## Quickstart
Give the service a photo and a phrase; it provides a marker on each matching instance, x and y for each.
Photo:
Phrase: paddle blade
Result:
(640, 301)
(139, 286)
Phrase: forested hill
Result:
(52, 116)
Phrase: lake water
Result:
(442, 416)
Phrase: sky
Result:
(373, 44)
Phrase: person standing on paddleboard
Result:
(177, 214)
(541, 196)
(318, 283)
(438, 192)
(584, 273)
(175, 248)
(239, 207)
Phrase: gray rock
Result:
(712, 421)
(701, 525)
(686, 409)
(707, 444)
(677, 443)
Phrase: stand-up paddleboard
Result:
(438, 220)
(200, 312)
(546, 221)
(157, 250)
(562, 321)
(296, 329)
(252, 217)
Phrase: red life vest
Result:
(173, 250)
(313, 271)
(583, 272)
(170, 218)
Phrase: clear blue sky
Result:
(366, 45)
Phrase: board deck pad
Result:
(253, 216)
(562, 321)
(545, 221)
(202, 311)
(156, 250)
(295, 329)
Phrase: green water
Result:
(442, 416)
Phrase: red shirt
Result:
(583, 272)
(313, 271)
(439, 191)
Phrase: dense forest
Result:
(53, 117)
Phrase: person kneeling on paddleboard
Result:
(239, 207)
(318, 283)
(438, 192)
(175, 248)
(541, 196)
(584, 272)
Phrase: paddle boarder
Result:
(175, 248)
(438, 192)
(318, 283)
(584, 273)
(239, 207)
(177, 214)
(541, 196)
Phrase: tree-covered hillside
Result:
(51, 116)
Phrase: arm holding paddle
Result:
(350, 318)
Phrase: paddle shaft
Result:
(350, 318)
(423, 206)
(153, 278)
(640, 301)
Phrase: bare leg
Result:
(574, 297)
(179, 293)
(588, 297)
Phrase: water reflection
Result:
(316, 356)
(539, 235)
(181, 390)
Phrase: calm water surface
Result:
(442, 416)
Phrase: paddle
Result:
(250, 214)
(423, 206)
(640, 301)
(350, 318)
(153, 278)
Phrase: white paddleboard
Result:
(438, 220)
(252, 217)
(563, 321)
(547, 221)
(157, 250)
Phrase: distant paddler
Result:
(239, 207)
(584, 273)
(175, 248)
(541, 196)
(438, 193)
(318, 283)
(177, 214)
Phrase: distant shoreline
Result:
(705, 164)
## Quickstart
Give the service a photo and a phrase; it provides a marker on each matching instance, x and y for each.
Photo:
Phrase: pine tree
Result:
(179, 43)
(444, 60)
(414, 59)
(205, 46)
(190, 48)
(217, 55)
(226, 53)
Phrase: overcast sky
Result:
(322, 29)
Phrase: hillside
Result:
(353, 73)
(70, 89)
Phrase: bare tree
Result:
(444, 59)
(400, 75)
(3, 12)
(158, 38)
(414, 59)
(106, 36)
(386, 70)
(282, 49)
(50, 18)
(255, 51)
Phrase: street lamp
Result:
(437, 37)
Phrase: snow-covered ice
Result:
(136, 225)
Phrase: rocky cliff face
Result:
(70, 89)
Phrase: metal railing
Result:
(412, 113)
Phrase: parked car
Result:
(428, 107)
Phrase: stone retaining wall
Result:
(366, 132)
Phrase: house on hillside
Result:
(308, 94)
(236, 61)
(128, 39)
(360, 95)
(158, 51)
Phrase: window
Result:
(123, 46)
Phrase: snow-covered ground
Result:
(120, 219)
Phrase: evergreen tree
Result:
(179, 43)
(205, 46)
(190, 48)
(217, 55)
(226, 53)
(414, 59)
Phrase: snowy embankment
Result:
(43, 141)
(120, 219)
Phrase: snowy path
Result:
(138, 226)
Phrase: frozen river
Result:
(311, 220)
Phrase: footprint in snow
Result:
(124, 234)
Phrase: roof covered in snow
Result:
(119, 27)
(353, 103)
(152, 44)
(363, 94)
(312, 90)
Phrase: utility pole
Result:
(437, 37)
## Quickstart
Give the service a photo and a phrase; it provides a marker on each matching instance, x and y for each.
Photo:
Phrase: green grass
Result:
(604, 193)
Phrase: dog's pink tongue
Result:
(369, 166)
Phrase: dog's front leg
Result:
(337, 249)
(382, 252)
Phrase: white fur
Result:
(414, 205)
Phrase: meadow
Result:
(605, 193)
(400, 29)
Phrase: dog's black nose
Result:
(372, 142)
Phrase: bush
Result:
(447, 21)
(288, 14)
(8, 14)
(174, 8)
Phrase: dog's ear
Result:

######

Write out each line above containing "distant".

:: Response area ::
Phrase: distant paddler
Phrase: distant shoreline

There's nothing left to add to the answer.